Each line that contains "pole" needs to be copied from the listing.

=== SOURCE MATERIAL ===

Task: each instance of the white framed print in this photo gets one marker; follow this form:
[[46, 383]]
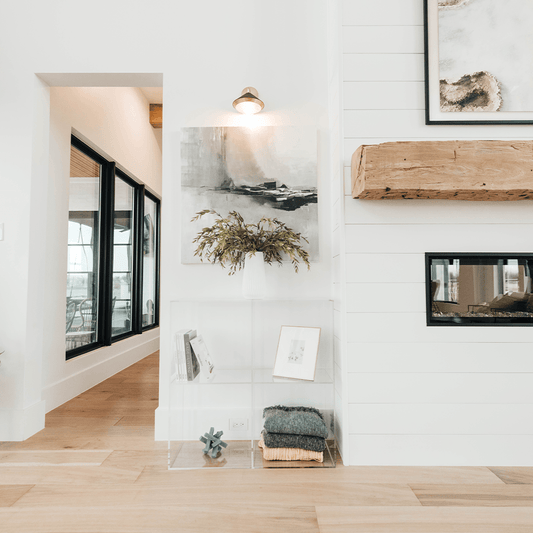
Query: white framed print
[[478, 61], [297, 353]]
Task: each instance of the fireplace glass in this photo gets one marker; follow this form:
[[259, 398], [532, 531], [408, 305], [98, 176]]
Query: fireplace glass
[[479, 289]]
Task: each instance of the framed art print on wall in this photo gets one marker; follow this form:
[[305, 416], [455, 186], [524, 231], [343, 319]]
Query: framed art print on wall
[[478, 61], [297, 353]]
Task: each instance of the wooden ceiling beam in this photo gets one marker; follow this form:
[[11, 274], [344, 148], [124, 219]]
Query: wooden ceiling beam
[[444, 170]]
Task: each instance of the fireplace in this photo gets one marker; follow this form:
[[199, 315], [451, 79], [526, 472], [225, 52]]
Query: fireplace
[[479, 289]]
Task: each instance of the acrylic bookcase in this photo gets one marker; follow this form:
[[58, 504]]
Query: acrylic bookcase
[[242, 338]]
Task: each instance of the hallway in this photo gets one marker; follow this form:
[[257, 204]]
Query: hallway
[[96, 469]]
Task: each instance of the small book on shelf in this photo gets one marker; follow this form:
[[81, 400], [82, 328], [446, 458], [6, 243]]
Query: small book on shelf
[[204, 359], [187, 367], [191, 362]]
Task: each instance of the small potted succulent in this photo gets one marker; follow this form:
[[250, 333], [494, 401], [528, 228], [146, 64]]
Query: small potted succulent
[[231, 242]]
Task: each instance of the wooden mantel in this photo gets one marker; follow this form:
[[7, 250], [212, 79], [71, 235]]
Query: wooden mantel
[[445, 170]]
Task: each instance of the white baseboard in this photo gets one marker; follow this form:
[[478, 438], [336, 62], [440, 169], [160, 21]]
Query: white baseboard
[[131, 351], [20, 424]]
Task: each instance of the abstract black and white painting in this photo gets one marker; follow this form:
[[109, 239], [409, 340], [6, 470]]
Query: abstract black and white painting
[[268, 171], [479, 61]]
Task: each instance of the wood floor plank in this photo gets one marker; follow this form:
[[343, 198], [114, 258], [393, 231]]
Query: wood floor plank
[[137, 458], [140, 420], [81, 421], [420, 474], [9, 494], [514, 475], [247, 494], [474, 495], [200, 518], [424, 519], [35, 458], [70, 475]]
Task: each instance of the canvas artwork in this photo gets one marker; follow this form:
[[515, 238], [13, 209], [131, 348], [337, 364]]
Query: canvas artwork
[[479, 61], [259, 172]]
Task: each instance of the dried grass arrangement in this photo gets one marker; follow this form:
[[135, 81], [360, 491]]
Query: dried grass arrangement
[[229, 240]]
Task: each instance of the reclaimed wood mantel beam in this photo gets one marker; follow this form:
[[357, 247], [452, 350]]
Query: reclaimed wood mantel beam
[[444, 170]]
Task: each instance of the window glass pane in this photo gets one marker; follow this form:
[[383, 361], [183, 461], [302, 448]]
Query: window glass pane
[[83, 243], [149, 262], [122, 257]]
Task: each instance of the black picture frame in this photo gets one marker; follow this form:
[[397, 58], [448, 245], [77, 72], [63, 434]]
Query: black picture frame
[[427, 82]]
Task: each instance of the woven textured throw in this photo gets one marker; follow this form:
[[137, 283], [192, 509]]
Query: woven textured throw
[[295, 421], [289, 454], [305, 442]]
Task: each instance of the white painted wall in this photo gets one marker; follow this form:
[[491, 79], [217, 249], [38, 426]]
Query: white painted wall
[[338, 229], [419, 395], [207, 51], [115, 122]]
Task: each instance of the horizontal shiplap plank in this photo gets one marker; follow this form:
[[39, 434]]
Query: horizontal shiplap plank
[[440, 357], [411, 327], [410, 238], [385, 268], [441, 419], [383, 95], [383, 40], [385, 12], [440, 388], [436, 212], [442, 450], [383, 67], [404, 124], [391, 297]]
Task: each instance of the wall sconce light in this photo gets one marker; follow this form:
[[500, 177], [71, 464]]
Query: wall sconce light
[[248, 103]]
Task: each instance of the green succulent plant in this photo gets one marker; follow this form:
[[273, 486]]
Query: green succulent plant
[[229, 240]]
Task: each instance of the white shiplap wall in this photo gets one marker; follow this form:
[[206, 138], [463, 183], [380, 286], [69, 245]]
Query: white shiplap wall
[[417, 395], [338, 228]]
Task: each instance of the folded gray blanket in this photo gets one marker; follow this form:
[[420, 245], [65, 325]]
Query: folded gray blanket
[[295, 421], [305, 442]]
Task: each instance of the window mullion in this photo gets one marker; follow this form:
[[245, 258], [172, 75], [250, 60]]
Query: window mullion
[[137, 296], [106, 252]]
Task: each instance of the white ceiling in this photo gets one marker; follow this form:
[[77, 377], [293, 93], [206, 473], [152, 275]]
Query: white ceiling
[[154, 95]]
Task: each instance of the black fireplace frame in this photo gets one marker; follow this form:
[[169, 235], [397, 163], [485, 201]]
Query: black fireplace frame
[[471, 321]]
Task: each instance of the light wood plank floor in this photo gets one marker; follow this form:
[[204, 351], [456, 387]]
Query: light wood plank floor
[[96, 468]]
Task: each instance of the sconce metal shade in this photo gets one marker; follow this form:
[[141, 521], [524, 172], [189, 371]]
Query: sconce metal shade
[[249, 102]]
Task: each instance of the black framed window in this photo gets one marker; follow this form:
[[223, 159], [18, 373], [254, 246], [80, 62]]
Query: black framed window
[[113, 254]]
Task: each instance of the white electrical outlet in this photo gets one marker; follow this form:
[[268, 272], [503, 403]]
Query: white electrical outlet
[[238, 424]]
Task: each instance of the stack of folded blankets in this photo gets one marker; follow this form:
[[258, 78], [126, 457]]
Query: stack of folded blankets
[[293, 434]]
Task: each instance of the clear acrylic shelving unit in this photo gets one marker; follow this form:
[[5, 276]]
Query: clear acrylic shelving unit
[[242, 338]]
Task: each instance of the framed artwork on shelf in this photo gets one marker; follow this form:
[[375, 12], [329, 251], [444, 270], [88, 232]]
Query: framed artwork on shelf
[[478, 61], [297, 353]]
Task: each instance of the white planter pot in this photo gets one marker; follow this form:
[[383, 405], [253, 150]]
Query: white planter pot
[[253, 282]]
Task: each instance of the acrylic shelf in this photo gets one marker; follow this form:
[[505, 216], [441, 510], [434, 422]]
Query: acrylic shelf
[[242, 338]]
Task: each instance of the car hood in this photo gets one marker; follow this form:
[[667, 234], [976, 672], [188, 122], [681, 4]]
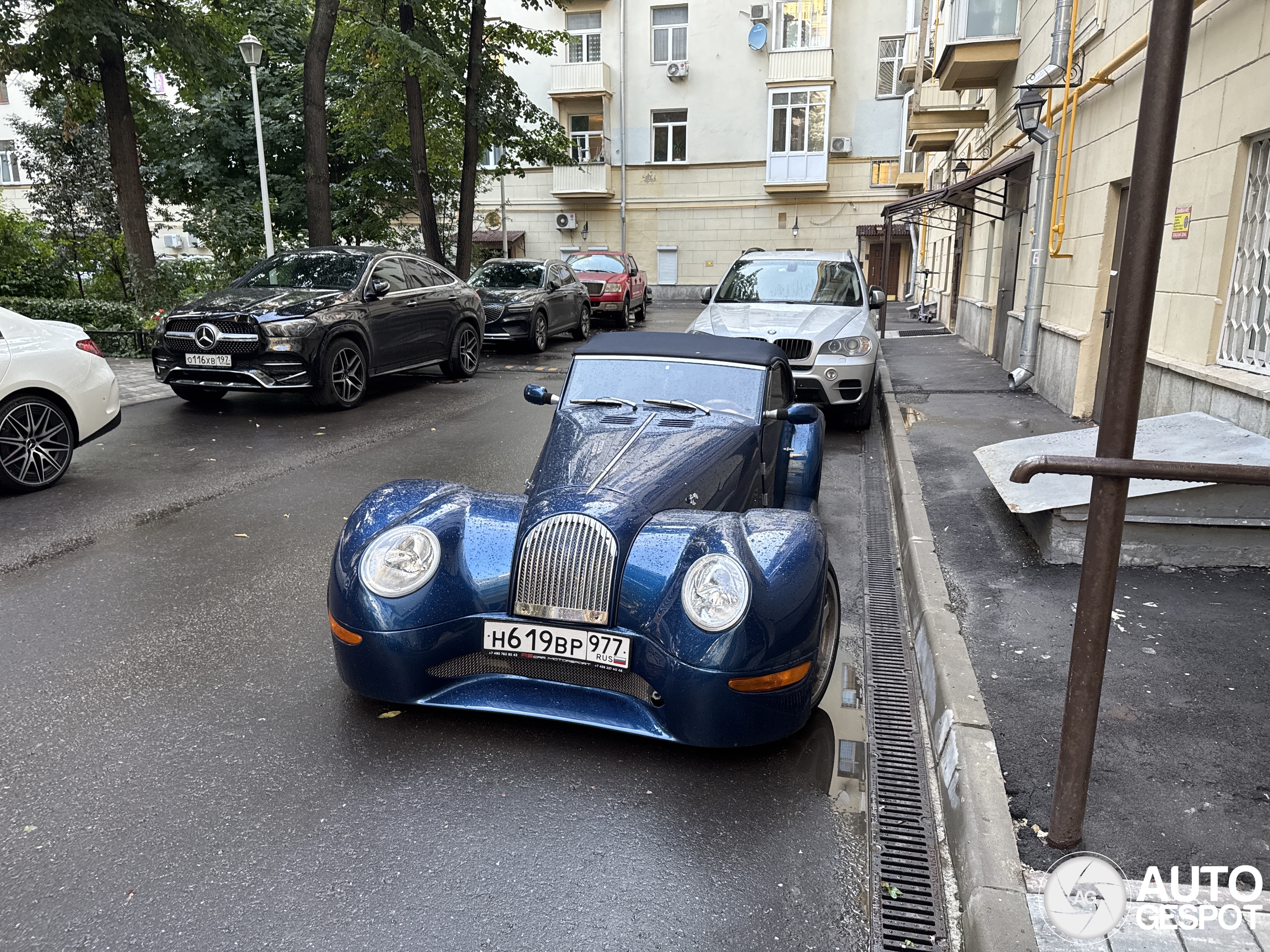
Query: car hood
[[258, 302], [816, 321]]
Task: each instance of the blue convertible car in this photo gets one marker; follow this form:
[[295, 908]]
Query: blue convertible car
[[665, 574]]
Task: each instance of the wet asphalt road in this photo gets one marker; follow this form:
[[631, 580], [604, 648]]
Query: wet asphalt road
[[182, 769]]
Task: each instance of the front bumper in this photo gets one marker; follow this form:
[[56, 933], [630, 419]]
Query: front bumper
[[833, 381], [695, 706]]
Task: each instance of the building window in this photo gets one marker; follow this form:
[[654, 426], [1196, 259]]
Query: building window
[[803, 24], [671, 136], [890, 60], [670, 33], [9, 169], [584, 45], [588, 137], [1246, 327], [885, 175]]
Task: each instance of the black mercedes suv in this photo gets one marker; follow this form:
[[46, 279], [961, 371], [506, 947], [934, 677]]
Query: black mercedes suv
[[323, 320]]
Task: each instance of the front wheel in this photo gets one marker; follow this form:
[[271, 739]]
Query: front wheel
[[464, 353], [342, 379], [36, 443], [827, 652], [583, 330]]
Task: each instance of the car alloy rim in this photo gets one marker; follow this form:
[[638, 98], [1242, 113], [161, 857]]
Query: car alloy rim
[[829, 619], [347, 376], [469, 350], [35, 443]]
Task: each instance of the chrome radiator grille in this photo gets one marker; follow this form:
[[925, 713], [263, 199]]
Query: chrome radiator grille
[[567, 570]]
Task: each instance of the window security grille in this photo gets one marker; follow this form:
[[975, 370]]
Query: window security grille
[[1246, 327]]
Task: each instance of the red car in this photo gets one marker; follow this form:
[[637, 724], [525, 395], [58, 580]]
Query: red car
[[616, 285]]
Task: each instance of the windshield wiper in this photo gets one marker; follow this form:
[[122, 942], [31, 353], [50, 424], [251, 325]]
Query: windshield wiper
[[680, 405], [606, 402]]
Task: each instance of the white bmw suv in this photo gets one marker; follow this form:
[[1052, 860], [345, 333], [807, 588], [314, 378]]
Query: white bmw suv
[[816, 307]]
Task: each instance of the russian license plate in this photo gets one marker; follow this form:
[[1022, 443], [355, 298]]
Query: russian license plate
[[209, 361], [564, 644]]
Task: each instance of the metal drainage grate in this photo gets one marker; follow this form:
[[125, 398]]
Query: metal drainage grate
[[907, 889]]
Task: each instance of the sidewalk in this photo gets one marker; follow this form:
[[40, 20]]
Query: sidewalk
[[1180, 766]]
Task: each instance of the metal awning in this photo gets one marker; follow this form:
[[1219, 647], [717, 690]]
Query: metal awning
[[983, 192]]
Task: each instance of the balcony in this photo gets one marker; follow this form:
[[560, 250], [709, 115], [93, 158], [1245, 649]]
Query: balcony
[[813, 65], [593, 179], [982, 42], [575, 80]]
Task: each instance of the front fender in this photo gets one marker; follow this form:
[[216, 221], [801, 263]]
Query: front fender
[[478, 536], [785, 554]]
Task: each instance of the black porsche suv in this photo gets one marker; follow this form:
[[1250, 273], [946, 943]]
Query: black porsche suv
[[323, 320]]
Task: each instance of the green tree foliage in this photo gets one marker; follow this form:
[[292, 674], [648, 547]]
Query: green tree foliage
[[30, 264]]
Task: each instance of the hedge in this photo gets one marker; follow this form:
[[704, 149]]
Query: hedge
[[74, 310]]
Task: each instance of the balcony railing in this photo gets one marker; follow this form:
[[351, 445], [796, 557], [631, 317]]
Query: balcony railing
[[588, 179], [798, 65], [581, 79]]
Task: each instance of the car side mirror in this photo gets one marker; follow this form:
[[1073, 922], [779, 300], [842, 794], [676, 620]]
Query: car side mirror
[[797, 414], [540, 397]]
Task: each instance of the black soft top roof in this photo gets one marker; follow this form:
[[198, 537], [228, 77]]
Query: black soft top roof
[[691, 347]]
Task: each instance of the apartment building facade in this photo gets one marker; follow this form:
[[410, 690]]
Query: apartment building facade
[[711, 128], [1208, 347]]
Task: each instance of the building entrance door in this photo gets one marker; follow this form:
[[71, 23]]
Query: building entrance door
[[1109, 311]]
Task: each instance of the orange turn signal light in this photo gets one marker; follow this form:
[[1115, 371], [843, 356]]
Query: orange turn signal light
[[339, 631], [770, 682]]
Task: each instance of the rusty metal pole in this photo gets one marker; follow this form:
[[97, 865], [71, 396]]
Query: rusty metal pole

===

§ **ANSWER BOX**
Task: each instance of the rusty metal pole in this photo gets one marker; follow this form:
Query: rusty metal pole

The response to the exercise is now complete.